━━ GIVEN DATA

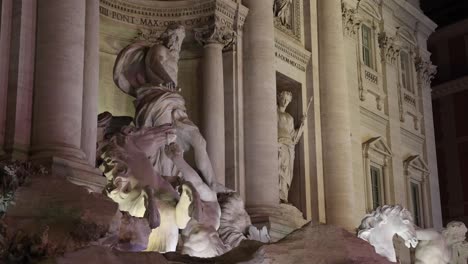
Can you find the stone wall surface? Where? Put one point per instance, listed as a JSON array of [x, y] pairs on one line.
[[324, 244]]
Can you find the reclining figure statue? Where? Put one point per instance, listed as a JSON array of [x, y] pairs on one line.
[[145, 167], [431, 247]]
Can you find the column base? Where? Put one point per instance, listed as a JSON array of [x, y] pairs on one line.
[[15, 152], [280, 220], [76, 171]]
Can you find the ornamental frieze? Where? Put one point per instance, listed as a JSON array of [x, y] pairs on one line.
[[294, 56], [351, 22], [159, 15], [389, 47]]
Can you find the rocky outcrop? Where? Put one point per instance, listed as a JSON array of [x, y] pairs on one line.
[[51, 216], [321, 244]]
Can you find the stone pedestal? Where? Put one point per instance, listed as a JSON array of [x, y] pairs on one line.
[[280, 220], [58, 91]]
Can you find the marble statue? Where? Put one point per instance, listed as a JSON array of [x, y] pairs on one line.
[[148, 72], [139, 189], [282, 10], [442, 248], [379, 227], [288, 137], [133, 183], [455, 235], [432, 248], [145, 166]]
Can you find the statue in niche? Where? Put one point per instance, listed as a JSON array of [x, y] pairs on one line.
[[147, 70], [288, 137], [282, 10]]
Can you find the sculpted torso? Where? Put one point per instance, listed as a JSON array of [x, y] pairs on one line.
[[285, 127]]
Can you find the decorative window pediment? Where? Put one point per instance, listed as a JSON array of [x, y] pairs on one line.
[[405, 34], [378, 146], [417, 172], [376, 154], [370, 8], [416, 165]]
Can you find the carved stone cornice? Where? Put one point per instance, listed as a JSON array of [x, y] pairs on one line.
[[351, 22], [292, 54], [426, 71], [389, 47], [287, 17], [215, 33], [450, 87]]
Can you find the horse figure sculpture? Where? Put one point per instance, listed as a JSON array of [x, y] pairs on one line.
[[379, 227]]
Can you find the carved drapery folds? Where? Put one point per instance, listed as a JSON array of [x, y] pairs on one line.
[[389, 47], [351, 22], [426, 71], [215, 33]]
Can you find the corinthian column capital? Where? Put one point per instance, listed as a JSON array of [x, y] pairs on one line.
[[215, 34]]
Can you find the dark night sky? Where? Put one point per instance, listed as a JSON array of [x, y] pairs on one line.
[[445, 12]]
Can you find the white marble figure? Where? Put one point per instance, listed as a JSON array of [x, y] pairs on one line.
[[288, 137], [200, 237], [442, 248], [455, 235], [379, 227], [148, 72], [432, 248], [139, 189]]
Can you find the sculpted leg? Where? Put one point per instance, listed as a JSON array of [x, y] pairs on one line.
[[152, 212], [202, 161]]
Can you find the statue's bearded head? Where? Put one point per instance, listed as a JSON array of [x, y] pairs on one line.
[[284, 98]]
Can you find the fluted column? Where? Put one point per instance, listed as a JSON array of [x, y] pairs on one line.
[[58, 92], [91, 82], [336, 129], [214, 38], [260, 117], [59, 78]]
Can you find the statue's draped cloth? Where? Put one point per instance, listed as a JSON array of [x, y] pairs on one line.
[[150, 105], [286, 135]]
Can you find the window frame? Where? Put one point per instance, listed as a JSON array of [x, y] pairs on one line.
[[407, 82], [417, 174], [370, 47], [376, 154], [374, 167]]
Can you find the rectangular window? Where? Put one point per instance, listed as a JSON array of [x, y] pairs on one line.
[[405, 71], [376, 186], [366, 45], [416, 200]]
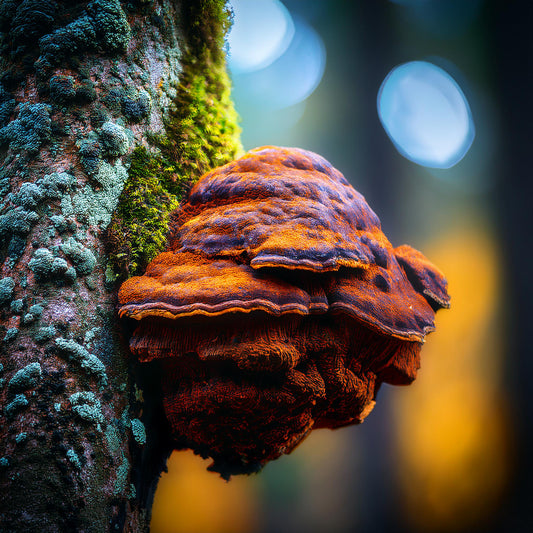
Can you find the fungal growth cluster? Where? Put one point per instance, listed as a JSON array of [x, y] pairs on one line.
[[278, 307]]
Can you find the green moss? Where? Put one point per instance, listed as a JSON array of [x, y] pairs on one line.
[[201, 133], [44, 334]]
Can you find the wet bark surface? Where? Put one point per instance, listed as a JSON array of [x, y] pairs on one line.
[[83, 85]]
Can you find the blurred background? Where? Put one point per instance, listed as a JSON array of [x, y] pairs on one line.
[[424, 105]]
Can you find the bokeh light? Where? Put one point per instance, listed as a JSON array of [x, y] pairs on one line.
[[426, 115], [288, 80], [261, 32], [453, 425]]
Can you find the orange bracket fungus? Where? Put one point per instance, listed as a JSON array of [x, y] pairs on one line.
[[279, 306]]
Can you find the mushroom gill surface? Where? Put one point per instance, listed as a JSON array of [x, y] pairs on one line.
[[278, 306]]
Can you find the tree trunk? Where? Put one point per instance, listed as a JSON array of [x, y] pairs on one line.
[[108, 111]]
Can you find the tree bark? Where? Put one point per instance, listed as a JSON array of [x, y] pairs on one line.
[[108, 111]]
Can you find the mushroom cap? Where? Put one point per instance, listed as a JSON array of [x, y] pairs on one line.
[[289, 210], [178, 285], [280, 207]]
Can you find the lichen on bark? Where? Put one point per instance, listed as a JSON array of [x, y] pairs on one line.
[[200, 133], [96, 102]]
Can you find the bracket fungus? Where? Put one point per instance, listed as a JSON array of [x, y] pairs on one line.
[[278, 307]]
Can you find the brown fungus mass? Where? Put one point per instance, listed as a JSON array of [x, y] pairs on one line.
[[279, 306]]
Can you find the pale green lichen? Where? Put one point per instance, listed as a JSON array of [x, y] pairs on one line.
[[29, 130], [113, 439], [113, 139], [86, 360], [7, 285], [36, 310], [72, 456], [139, 431], [28, 196], [41, 264], [122, 477], [21, 437], [103, 26], [83, 258], [11, 334], [55, 185], [44, 334], [87, 406], [26, 378], [95, 207], [18, 403], [16, 306]]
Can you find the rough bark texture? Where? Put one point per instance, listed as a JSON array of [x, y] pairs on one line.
[[108, 110]]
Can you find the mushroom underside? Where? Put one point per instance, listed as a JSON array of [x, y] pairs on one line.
[[244, 389]]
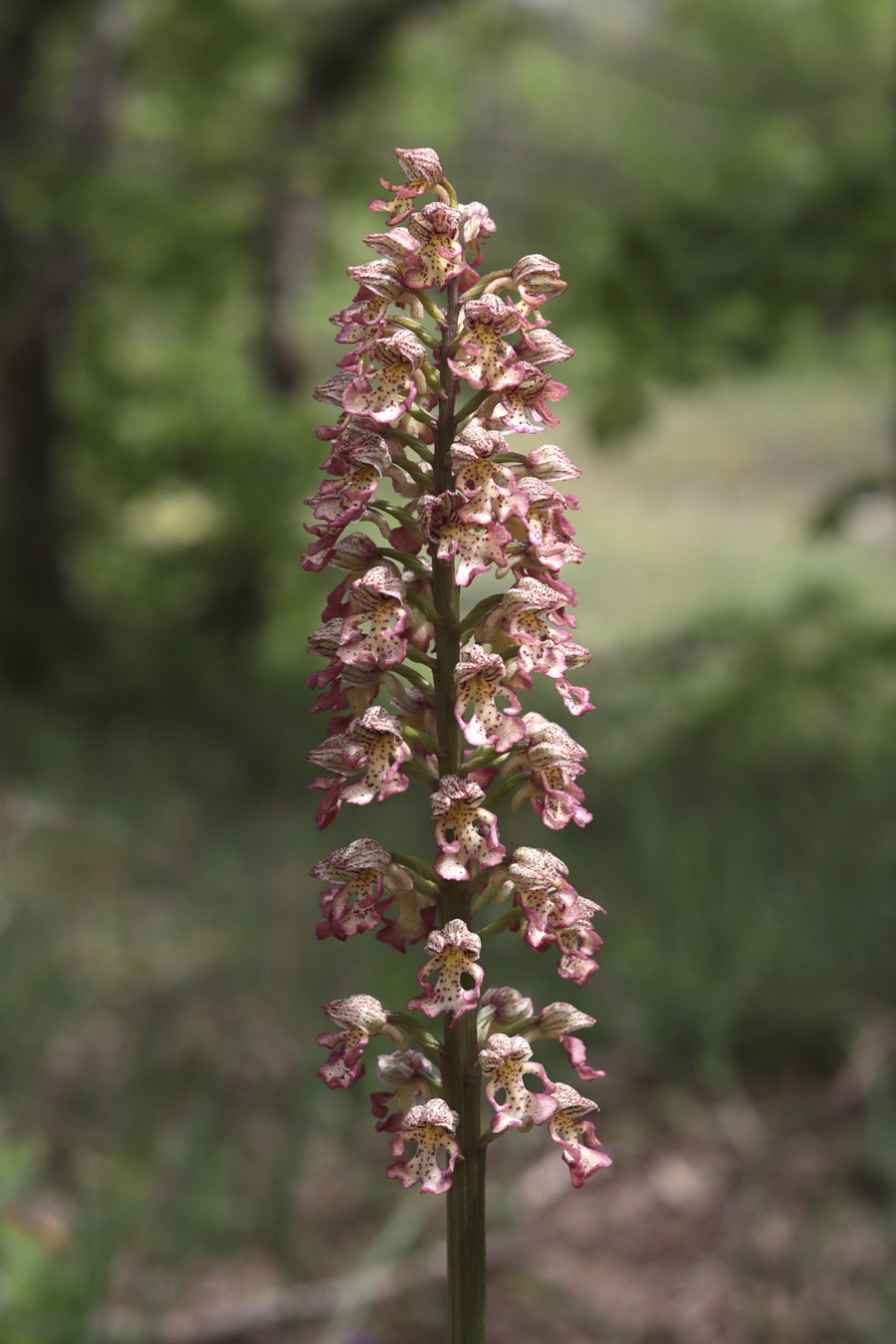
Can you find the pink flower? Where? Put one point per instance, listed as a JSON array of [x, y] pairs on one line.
[[443, 521], [477, 225], [361, 870], [433, 1126], [501, 1008], [480, 680], [489, 487], [541, 345], [523, 400], [487, 357], [396, 245], [576, 941], [377, 601], [575, 1136], [534, 615], [454, 953], [414, 920], [537, 280], [558, 1021], [504, 1060], [408, 1075], [381, 283], [551, 464], [372, 744], [423, 171], [547, 526], [553, 761], [358, 1017], [543, 893], [400, 356], [438, 254], [456, 806]]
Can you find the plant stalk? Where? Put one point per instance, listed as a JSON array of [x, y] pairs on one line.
[[466, 1197]]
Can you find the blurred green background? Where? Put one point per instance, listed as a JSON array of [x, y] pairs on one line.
[[183, 185]]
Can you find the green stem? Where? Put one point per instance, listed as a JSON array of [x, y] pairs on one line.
[[462, 1091]]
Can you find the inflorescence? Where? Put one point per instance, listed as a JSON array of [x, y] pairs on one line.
[[426, 394]]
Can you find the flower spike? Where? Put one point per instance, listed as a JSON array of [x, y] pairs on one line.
[[426, 488]]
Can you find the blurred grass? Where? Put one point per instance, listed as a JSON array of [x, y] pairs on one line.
[[158, 975]]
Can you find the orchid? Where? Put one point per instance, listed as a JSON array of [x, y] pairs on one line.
[[425, 491]]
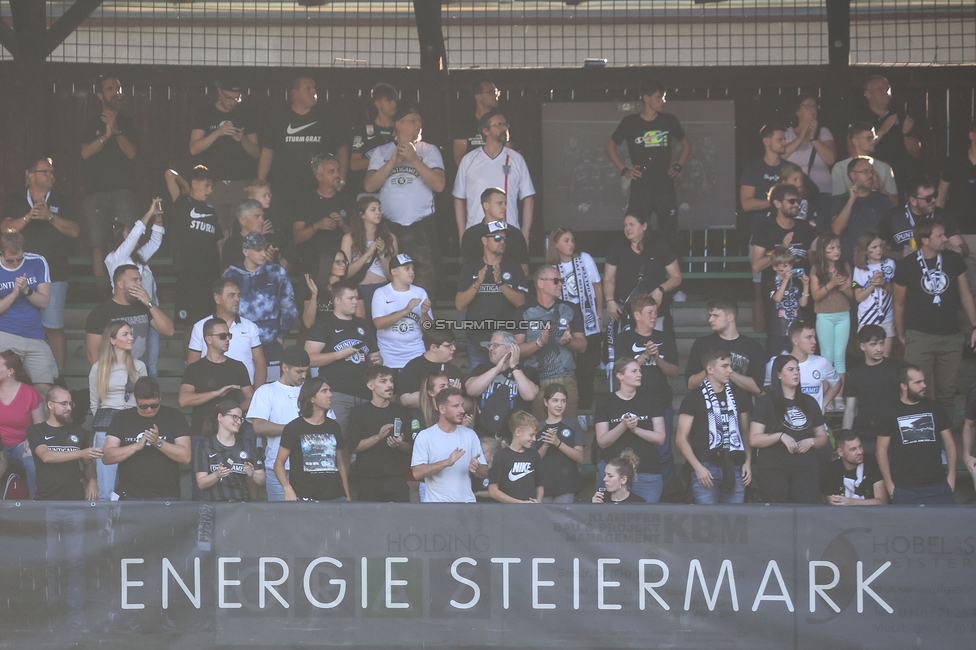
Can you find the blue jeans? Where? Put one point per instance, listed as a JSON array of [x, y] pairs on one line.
[[718, 493]]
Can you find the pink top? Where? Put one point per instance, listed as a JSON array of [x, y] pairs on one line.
[[15, 417]]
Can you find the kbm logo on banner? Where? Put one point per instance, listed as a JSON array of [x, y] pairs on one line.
[[427, 575]]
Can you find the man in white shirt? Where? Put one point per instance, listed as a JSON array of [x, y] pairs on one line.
[[245, 341], [493, 165], [399, 308], [276, 404], [446, 454]]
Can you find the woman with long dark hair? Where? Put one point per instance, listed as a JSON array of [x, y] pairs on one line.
[[786, 425]]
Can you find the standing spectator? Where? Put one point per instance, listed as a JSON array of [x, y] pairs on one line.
[[711, 435], [399, 309], [46, 219], [929, 289], [25, 290], [786, 425], [245, 337], [554, 335], [111, 383], [560, 444], [445, 453], [624, 421], [408, 173], [130, 302], [267, 298], [224, 139], [381, 434], [148, 443], [134, 246], [195, 231], [342, 346], [810, 145], [108, 147], [316, 443], [862, 141], [493, 165], [273, 406], [651, 136], [909, 449], [489, 288], [20, 407], [226, 465], [582, 287]]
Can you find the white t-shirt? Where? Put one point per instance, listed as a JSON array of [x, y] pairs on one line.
[[405, 197], [246, 338], [404, 340], [478, 171], [451, 484], [813, 373], [278, 404]]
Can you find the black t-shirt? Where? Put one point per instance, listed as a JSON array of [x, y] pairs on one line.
[[295, 140], [748, 358], [650, 144], [490, 303], [922, 313], [41, 237], [109, 169], [654, 260], [654, 383], [560, 474], [58, 481], [835, 479], [348, 375], [516, 472], [226, 158], [314, 457], [149, 473], [694, 405], [211, 453], [205, 376], [611, 410], [797, 423], [876, 390], [380, 460], [915, 449]]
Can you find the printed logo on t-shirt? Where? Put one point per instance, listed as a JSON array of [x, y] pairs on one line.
[[916, 428]]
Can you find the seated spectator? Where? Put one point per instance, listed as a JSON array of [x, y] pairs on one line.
[[148, 443], [624, 421], [25, 289], [619, 477], [319, 448], [110, 387], [47, 220], [712, 435], [226, 464], [786, 425], [560, 444], [445, 453], [135, 246], [502, 385], [130, 302], [853, 478], [267, 298], [245, 338], [398, 310], [514, 476], [20, 407], [381, 434]]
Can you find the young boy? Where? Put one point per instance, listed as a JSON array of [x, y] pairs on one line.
[[784, 293], [513, 476], [872, 388]]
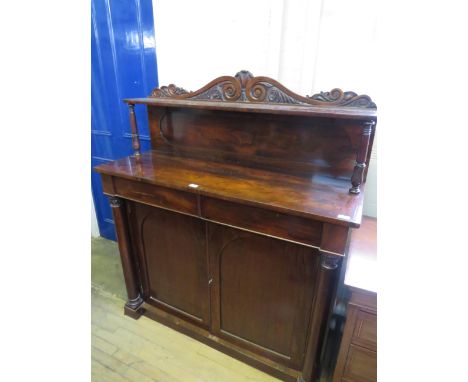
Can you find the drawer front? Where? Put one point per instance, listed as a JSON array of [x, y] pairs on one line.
[[361, 365], [164, 197], [256, 219], [365, 330]]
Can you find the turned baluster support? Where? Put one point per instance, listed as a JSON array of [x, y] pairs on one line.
[[134, 127], [358, 174], [132, 307]]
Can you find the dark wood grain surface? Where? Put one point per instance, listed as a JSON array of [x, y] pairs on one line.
[[309, 111]]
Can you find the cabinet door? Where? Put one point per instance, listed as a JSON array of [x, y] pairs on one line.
[[262, 292], [174, 263]]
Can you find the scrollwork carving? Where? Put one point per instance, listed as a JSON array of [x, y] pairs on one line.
[[338, 96], [168, 91], [244, 87], [115, 202]]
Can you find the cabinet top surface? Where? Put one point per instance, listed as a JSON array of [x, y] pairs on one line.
[[319, 196]]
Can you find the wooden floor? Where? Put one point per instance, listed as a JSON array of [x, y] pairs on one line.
[[142, 350]]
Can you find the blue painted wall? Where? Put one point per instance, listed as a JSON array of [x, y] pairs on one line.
[[123, 65]]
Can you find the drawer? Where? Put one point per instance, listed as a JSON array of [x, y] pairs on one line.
[[361, 365], [158, 196], [268, 222], [365, 330]]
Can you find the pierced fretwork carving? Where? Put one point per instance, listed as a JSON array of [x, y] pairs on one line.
[[244, 87]]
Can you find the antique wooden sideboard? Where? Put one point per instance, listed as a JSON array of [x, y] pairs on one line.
[[357, 357], [233, 227]]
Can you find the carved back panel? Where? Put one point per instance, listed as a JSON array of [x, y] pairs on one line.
[[286, 142]]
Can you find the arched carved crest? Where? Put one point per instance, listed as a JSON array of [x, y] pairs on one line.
[[244, 87]]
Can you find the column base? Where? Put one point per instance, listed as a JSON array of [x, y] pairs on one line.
[[133, 308]]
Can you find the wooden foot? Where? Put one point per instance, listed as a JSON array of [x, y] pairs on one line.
[[133, 308]]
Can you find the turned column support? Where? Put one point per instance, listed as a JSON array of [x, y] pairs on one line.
[[132, 307], [358, 174], [134, 127]]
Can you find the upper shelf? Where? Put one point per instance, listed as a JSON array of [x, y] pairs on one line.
[[246, 93], [320, 196], [308, 111]]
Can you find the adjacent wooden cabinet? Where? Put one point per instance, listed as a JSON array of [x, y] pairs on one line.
[[233, 227]]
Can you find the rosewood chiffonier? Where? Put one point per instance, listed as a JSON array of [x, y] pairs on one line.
[[233, 227]]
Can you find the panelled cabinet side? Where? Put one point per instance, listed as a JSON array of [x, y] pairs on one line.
[[332, 250]]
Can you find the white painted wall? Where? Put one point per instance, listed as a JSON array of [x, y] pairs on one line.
[[308, 45]]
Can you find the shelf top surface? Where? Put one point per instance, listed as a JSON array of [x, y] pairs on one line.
[[246, 107], [319, 196]]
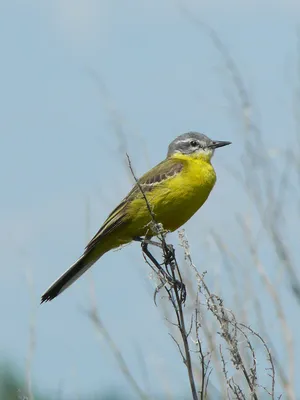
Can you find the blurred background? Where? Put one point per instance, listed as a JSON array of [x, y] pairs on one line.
[[82, 83]]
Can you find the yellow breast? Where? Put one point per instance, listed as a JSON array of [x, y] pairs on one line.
[[177, 199]]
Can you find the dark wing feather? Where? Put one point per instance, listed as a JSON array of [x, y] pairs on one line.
[[165, 170]]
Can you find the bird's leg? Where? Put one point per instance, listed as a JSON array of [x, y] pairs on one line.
[[148, 241], [169, 256]]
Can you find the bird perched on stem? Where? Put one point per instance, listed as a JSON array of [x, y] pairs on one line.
[[174, 189]]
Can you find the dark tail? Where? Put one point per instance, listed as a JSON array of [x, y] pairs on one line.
[[70, 276]]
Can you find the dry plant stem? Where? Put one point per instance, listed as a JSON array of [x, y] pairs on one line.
[[174, 293], [226, 320]]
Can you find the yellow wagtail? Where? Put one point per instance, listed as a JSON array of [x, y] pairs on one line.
[[175, 189]]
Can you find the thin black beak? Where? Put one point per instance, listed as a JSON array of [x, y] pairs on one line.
[[218, 143]]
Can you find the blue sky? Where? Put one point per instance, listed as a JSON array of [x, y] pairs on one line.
[[72, 74]]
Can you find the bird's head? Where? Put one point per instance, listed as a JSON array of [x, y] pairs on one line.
[[195, 145]]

━━━━

Output the lines starting with the line that contains "Can you find the bird's leg?" and going on through the line that contains "[[218, 143]]", copied exactly.

### SOLUTION
Can you find the bird's leg? Where? Put one point per instance, listed as a JSON array of [x, y] pairs on one line.
[[148, 241], [169, 256]]
Can you find the bird perched on stem? Where? Put one point per instance, listed as a JSON array of [x, y] pairs on one line.
[[174, 189]]
Can you find the dark tail? Where? Put one point per instance, listed as a JSON array of [x, y] pairs on one line.
[[70, 276]]
Can you find the dry plant stem? Where? Put one point per instance, listed as a JSON array of [x, y] pairs on one line.
[[174, 293], [226, 320]]
Can you find the yellow wagtail? Where? Put one point per instance, listed as a JSON array of [x, y] pairs on one line.
[[175, 189]]
Can you find the thin black beak? Where? Put one point per instance, listed as a JSON array of [x, y] pairs on one line.
[[218, 143]]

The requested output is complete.